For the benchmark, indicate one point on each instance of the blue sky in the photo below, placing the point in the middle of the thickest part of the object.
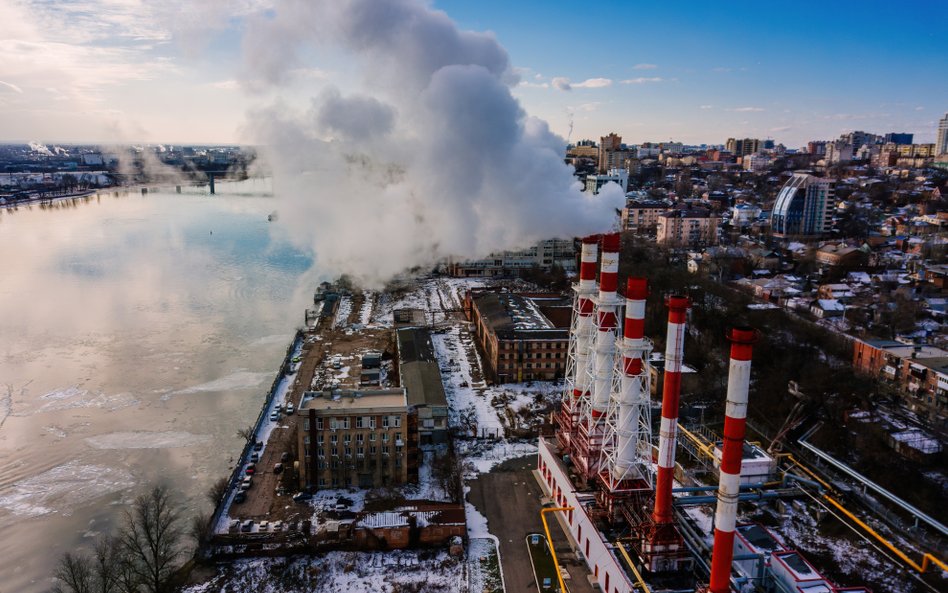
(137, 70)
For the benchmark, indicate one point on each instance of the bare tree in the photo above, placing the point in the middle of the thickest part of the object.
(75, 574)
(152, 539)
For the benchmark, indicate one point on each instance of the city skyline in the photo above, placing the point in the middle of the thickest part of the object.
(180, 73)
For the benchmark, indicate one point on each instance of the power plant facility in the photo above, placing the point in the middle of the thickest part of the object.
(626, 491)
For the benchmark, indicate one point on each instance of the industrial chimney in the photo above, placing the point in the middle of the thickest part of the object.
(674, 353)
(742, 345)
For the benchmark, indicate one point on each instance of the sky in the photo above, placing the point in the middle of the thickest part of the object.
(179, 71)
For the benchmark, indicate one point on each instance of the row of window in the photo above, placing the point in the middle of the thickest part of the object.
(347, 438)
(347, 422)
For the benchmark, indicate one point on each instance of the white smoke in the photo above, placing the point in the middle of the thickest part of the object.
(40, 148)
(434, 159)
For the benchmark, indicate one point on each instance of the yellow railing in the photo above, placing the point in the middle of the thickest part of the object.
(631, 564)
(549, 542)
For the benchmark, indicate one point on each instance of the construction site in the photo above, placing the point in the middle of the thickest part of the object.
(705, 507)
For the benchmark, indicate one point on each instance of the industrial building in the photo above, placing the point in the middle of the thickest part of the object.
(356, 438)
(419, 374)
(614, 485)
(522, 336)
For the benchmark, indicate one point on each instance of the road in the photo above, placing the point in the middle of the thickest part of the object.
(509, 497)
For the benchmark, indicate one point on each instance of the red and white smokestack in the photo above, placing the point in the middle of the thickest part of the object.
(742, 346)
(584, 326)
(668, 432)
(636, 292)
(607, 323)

◆ ◆ ◆ ◆

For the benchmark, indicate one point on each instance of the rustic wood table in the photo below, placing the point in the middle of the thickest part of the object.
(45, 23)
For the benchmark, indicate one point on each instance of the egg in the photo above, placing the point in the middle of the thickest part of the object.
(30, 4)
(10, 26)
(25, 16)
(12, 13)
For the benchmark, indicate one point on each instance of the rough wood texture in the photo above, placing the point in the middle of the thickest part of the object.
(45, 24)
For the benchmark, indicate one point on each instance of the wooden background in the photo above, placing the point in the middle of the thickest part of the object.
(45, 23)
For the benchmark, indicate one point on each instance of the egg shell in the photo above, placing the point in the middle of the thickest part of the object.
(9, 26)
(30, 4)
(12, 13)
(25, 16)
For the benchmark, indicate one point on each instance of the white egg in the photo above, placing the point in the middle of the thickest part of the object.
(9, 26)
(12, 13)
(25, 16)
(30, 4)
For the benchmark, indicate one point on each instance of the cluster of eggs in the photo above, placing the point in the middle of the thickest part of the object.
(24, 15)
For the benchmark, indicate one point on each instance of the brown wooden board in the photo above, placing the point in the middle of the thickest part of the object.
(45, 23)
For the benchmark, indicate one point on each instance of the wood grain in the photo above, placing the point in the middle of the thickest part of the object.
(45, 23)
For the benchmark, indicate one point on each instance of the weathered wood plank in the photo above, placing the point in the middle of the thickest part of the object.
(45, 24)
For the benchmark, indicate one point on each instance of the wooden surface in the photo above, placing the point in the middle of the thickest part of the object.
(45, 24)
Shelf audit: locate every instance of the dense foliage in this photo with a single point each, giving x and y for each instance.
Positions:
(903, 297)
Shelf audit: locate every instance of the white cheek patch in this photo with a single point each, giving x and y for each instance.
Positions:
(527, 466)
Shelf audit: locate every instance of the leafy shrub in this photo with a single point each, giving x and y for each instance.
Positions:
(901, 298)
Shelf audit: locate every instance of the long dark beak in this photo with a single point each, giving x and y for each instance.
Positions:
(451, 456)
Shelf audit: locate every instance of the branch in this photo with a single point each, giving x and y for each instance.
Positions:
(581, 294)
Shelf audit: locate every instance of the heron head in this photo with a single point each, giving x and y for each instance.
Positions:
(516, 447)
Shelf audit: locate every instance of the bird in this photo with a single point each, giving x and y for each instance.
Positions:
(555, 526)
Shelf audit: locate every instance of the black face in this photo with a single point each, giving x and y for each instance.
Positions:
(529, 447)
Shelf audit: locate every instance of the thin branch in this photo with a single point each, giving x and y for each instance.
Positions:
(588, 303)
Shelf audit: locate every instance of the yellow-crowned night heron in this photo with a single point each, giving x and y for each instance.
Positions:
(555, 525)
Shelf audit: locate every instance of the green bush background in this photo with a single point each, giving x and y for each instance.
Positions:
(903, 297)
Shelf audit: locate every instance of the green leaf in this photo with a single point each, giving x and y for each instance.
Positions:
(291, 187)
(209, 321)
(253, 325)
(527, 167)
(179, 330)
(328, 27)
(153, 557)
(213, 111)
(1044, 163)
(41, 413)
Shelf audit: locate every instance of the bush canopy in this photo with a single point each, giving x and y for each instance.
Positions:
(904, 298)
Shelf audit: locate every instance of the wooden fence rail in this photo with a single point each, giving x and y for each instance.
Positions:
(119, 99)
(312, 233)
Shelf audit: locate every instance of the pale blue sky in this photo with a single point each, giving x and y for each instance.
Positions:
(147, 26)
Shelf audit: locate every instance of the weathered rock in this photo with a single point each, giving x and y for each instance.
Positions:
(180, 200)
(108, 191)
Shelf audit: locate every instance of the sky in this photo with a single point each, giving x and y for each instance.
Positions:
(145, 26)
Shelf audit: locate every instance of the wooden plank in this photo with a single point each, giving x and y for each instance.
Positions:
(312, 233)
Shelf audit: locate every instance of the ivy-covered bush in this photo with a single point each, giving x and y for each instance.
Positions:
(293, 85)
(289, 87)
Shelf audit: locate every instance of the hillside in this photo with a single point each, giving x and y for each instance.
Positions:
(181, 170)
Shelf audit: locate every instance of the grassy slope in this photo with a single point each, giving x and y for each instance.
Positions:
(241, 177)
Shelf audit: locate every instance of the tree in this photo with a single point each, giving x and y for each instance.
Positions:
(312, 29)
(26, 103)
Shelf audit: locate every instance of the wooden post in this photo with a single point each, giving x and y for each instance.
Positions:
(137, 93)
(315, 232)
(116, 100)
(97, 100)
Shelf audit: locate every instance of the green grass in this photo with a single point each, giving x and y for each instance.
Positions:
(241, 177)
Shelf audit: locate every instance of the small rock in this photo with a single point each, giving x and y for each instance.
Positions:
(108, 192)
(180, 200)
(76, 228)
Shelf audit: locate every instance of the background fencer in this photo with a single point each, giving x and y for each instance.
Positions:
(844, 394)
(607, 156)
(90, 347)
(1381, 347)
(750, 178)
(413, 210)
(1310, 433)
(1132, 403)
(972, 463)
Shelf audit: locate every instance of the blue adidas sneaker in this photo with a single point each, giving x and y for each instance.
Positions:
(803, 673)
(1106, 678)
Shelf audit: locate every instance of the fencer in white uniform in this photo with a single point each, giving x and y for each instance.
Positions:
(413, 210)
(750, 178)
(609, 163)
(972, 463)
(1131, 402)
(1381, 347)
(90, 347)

◆ ◆ ◆ ◆

*REQUIREMENT:*
Pick out every line in the material above that contains the word "rock", and copy each of those lines.

*EXERCISE ANSWER:*
Shelf audit: locate every instance of the weathered rock in this photo with a single point each, giving x and y for each instance.
Shelf audit: locate every instance of the small rock in this photo with a single point each, giving x and y for each instance.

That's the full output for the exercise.